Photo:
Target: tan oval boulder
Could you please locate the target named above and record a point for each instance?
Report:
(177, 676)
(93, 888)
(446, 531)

● WRITTEN EXERCISE:
Format the rows above as a numbered list with one line per item, and omit any blank lines.

● TASK OUTPUT:
1. Photo:
2. Target: tan oval boulder
3. Could you please locate the target named above and record a point for each instance?
4. Report:
5. (177, 676)
6. (93, 888)
7. (446, 531)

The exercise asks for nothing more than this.